▶ DOCUMENT SEGMENT:
───

Mastrangelo continued, “In 2026, our focus is on disciplined scale and margin improvement — driving manufacturing efficiency, improving unit economics quarter-over-quarter, and converting our backlog into high-quality revenue. With a strengthened balance sheet and improving cost profile, we believe we are positioned to transition from accelerated growth to sustainable value creation.”
2026 Outlook
- For the full year 2026, Eos expects to achieve revenue between $300 million and $400 million.
Recent Business Highlights
Record Operational Performance
Eos exited 2025 with 2 GWh of annualized production capacity achieved through continued automation, subassembly integration, and manufacturing process optimization. Although the capacity milestone was reached 5 weeks later than initially planned, the Company accelerated operational execution throughout the second half of the year, achieving production records across all operations. While full year’s revenue was below expectations, execution accelerated significantly with record fourth quarter revenue and year-over-year shipments increasing 659%.
Indensity™ Launch
The Company continued to advance its technology and market positioning with the launch of Eos Indensity™, a next-generation stackable energy storage architecture engineered to deliver up to 1 GWh of storage per acre, or roughly four times the density of many incumbent battery technologies. Indensity applies Spatial Intelligence configurations to provide both horizontal and vertical site layouts, enhancing site flexibility, safety, and adaptability to meeting diverse load profiles. On an installed $/kWh basis, Indensity is designed to be cost competitive with incumbent storage technologies while delivering long-duration performance and non-flammable chemistry advantages.
Commercial Growth
In 2025, Eos continued to build momentum, laying the groundwork and establishing strategic commercial relationships with leading entities across the energy, infrastructure, and hyperscale sectors. The Company ended the year with a backlog of $701.5 million, booking over $240 million in new orders in the fourth quarter across 8 customers and 9 projects representing nearly 1.1 GWh of contracted volume. Demand was broad based across commercial and industrial, distributed generation portfolios, and large front of the meter utility scale projects. The 9% increase from the end of the third quarter includes shipments, new order bookings, and backlog adjustments.
Strengthened Balance Sheet
In the fourth quarter, the Company significantly strengthened its liquidity and capital structure through the completion of a convertible senior notes offering and a concurrent registered direct common stock offering, generating approximately $580.5 million and $458.2 million in proceeds.
Key outcomes:
- Retired $200 million of the 2030 convertible notes
- Reduced annual interest expense by approximately $3 million
- Added approximately $474 million of new net cash
- Extended all corporate debt maturities to 2030 and beyond
Given the Company’s current cash position and ongoing margin improvements, management has concluded that substantial doubt regarding the Company’s ability to continue as a going concern no longer exists.

───

▶ SUPPLIED INFORMATION:

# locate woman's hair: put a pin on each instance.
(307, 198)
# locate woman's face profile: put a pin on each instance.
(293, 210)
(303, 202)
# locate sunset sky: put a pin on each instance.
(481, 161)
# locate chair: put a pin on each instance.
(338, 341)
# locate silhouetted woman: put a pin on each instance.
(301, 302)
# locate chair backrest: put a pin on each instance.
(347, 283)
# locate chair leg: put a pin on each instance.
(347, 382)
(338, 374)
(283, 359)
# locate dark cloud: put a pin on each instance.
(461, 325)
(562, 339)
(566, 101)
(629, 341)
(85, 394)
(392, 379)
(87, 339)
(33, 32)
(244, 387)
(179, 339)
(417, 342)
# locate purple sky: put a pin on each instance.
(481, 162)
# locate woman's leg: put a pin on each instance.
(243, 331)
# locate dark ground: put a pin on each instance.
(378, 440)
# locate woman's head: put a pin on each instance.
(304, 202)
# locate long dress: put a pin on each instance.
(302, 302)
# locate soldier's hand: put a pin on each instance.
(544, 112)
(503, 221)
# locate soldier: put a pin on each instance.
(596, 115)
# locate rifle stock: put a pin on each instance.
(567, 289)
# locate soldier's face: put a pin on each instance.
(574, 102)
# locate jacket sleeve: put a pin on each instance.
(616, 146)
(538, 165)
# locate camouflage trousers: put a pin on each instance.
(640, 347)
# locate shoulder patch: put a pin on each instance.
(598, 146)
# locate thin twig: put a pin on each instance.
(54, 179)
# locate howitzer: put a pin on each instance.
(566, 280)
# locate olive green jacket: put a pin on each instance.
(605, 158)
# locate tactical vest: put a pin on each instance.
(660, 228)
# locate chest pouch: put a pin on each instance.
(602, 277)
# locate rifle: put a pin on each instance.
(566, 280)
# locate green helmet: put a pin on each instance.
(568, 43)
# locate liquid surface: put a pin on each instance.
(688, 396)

───

▶ GIVEN INSTRUCTION A: Translate this sentence from the Eos business update into Spanish: "For the full year 2026, Eos expects to achieve revenue between $300 million and $400 million."
▶ GIVEN INSTRUCTION B: Reproduce the passage of the Eos business update between "Recent Business Highlights" and "shipments increasing 659%.", inclusive.

▶ PROBLEM SOLUTION A: Para el año completo 2026, Eos espera lograr ingresos de entre 300 millones y 400 millones de dólares.

▶ PROBLEM SOLUTION B:
Recent Business Highlights
Record Operational Performance
Eos exited 2025 with 2 GWh of annualized production capacity achieved through continued automation, subassembly integration, and manufacturing process optimization. Although the capacity milestone was reached 5 weeks later than initially planned, the Company accelerated operational execution throughout the second half of the year, achieving production records across all operations. While full year’s revenue was below expectations, execution accelerated significantly with record fourth quarter revenue and year-over-year shipments increasing 659%.